■ Problem description ■
Count the lines in the listing below that contain the word "wooden", with case counting, and reply with the number only.

■ Data records ■

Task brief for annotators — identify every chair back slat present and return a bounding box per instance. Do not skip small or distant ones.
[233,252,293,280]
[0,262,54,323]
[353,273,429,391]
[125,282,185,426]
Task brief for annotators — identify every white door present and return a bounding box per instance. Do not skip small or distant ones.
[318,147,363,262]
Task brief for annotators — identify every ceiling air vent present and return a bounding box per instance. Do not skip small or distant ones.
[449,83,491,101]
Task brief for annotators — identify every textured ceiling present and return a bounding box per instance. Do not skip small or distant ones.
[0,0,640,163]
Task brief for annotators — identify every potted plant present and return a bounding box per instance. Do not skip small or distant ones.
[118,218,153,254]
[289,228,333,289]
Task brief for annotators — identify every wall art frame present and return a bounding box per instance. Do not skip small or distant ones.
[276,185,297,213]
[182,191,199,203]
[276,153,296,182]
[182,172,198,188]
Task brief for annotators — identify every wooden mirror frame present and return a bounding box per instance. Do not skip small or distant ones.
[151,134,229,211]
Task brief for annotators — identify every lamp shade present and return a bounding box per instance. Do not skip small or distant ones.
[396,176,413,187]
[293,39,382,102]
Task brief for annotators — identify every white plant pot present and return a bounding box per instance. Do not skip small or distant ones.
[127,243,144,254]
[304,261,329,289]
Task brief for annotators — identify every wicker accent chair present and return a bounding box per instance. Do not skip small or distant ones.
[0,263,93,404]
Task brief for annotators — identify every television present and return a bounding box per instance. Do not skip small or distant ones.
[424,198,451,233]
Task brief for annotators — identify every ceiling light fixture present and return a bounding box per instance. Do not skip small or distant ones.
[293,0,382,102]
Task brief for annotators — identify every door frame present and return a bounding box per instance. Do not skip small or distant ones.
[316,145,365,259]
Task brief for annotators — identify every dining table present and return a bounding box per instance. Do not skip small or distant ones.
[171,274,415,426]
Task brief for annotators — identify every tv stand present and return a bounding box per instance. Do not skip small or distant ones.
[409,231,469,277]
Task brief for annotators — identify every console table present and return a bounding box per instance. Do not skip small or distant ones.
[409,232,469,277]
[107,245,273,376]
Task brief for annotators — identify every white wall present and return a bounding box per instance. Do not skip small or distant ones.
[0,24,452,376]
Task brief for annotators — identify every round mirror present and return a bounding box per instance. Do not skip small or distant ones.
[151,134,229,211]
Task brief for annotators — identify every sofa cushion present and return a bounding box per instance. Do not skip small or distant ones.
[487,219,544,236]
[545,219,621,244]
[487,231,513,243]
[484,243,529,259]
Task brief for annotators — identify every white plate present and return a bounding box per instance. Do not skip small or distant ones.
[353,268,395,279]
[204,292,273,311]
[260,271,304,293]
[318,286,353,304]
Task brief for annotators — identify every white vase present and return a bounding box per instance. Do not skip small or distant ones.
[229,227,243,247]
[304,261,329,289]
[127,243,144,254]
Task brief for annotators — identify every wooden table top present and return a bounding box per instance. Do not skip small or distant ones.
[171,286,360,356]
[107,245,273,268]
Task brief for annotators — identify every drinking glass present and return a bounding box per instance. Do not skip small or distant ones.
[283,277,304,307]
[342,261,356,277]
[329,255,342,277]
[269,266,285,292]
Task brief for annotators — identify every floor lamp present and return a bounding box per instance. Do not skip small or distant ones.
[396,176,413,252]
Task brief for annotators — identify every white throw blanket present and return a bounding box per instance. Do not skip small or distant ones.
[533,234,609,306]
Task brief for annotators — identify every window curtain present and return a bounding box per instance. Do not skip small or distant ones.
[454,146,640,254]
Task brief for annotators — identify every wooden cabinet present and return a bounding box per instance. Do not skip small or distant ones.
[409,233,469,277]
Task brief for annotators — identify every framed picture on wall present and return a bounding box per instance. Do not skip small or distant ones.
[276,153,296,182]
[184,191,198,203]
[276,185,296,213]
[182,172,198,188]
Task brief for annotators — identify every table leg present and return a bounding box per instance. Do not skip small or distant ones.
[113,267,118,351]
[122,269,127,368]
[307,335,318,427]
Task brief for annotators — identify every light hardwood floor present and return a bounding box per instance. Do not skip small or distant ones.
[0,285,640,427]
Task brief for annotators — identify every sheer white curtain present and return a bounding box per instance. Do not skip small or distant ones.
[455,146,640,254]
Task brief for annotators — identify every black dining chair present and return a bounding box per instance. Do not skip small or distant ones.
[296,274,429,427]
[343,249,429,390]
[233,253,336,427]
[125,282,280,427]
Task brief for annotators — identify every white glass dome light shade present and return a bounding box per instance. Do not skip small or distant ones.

■ Solution for this problem ■
3